(TEXTO PARA LEER):
:::
La comunicación no es únicamente transmitir un mensaje. En la comunicación no sólo transmitimos lo que pensamos; transmitimos lo que somos. Y ello implica transmitir sentimientos, actitudes, opiniones, prejuicios,… Como consecuencia de toda esa información de más, el mensaje puede cambiar radicalmente; de hecho lo hace. Y un contenido que a lo mejor es adecuado, dicho con un esquema modal desafortunado puede convertir el mensaje en no funcional. Y lo que es más importante: lo común es que toda este proceso se desarrolle de manera no consciente; que no nos damos ni cuenta, vamos.

Hay escuelas psicológicas que trabajan mucho este campo, el de la comunicación no verbal. Se dice que en este sentido afectivo, se ofrece más información por lo no verbal que por lo verbal. Lo que ocurre es que no estamos habituados a captar esta dimensión comunicativa salvo en circunstancias más extremas, cuando ya las emociones nos desbordan; e incluso en no pocas ocasiones ni aun entonces.

Si yo hablo de cómo me siento, digo más con mi cuerpo que con mis palabras, aunque lo esté intentando decir con total fidelidad.
:::
(LISTADO DE DATOS):
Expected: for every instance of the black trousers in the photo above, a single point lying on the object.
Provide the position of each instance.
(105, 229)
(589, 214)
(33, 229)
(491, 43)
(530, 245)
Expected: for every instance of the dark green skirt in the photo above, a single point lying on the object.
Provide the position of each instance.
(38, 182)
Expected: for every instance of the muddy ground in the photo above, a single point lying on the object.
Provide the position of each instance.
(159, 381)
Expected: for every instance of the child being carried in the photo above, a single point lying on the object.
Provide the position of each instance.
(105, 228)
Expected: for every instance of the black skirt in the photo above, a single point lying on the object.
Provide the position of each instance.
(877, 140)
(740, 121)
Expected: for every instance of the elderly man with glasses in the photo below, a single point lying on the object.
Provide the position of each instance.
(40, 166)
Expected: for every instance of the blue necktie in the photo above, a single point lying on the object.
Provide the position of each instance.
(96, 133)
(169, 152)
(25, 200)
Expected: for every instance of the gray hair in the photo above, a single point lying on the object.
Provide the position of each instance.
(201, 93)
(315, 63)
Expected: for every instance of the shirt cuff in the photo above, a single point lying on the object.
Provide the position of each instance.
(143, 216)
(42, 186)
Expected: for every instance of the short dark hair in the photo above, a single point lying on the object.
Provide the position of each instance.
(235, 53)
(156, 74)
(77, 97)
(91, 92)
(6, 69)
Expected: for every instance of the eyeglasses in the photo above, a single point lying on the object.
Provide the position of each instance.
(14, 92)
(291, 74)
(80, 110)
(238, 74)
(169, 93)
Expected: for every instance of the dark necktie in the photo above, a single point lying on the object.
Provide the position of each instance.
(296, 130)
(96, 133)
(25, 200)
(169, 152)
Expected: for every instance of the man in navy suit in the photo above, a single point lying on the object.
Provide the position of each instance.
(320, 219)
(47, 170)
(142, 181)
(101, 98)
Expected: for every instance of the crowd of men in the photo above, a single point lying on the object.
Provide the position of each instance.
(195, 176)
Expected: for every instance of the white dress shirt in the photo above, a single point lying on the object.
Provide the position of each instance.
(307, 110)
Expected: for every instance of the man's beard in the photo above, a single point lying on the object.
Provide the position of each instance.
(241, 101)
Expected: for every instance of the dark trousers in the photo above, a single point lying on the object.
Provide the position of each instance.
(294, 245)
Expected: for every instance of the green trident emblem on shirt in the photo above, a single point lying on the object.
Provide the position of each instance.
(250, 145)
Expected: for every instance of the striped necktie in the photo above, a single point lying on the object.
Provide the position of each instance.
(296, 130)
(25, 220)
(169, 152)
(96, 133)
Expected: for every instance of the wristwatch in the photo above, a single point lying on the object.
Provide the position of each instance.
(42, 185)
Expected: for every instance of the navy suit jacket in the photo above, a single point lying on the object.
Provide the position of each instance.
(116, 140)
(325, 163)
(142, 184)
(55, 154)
:::
(TAREAS):
a) En el sentido afectivo, ¿por qué vía se ofrece más información según el texto sobre la comunicación?
b) Escribe la continuación del texto sobre la comunicación a partir de su última oración.

(RESPUESTAS EN ORDEN):
a) Por lo no verbal más que por lo verbal.

b)
Lo no verbal, pues, no tiene tanto que ver con lo que pensamos sino con nuestro yo más íntimo y profundo, con cómo somos y cómo nos sentimos, que básicamente tiene que ver con nuestro mundo afectivo. Y como ya vimos en anteriores posts nuestra educación afectiva es muy importante en nuestras vidas ya que de nuestras emociones y sentimientos van a depender muchas de las cosas que hagamos y de las decisiones que tomemos. Pero aún hay un tercer factor que me gustaría destacar y que influye y mucho en todo este proceso: el de nuestra situación personal sobre todo cuando somos pequeños, clave de bóveda de todo nuestro aprendizaje emocional y posterior comportamiento tendencial.